• [Written task A] From the records, print word for word the lines that begin with the one containing "Our analyst would like the person's" and run through the one containing "left=676, top=455, right=691, bottom=519", with both of those lines included.

• [Page excerpt]
##########
Monday, January 23, 2012

Material system

I've been working on the material system lately. A material handles the textures and shaders used when rendering a mesh. Every material has its own shading program, which consists of a vertex shader, a fragment shader and an optional geometry shader. Some of the material's properties, like its number of texture layers, are compiled directly into the shaders, while others, like material colors, can be updated at run-time using uniform variables.

Materials can be made up of several layers which are blended on top of each other with a variety of blend modes, very similar to Photoshop. A texture layer can contain a diffuse texture with an optional alpha channel (for transparency effects), a normal map with a height component stored in the alpha channel (for parallax mapping and similar effects) and a specular map. Internally, texture layers are represented by array textures. This brings the advantage that only one texture object has to be bound per layer, effectively reducing the number of texture binds by two thirds (diffuse, normal and specular maps are all adressed by the same sampler in the shader).

In addition, texture layers can be scrolled, stretched or rotated for effects like animated computer screens etc. This was heavily used in Quake 3, for example. I'll show an example of that later (if I don't forget as usual).

The wall on the screenshot is composed of four images (as seen on the left). You can see the material definition in the upper left corner.
##########
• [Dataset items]
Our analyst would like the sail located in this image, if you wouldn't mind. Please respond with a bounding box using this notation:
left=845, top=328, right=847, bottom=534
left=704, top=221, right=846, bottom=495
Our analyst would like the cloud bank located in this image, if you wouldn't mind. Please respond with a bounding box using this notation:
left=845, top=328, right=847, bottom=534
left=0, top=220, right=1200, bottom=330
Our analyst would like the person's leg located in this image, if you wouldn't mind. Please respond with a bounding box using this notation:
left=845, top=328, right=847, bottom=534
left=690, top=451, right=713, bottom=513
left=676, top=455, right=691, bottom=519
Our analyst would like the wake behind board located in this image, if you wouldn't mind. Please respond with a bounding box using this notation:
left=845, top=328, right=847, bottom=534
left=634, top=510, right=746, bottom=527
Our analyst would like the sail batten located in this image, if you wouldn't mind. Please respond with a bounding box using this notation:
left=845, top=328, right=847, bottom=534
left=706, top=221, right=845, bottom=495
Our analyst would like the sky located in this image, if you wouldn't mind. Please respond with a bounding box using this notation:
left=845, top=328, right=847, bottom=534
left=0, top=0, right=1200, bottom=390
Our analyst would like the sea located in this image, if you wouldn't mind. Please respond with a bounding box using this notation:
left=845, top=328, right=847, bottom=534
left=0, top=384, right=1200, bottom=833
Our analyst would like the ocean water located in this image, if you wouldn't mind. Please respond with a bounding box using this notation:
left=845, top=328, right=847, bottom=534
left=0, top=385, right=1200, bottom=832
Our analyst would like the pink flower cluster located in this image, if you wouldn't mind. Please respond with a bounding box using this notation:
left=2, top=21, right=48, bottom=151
##########
• [Written task B] Output the full material system post again, without any changes.

• [Answer A]
Our analyst would like the person's leg located in this image, if you wouldn't mind. Please respond with a bounding box using this notation:
left=845, top=328, right=847, bottom=534
left=690, top=451, right=713, bottom=513
left=676, top=455, right=691, bottom=519

• [Answer B]
Monday, January 23, 2012

Material system

I've been working on the material system lately. A material handles the textures and shaders used when rendering a mesh. Every material has its own shading program, which consists of a vertex shader, a fragment shader and an optional geometry shader. Some of the material's properties, like its number of texture layers, are compiled directly into the shaders, while others, like material colors, can be updated at run-time using uniform variables.

Materials can be made up of several layers which are blended on top of each other with a variety of blend modes, very similar to Photoshop. A texture layer can contain a diffuse texture with an optional alpha channel (for transparency effects), a normal map with a height component stored in the alpha channel (for parallax mapping and similar effects) and a specular map. Internally, texture layers are represented by array textures. This brings the advantage that only one texture object has to be bound per layer, effectively reducing the number of texture binds by two thirds (diffuse, normal and specular maps are all adressed by the same sampler in the shader).

In addition, texture layers can be scrolled, stretched or rotated for effects like animated computer screens etc. This was heavily used in Quake 3, for example. I'll show an example of that later (if I don't forget as usual).

The wall on the screenshot is composed of four images (as seen on the left). You can see the material definition in the upper left corner.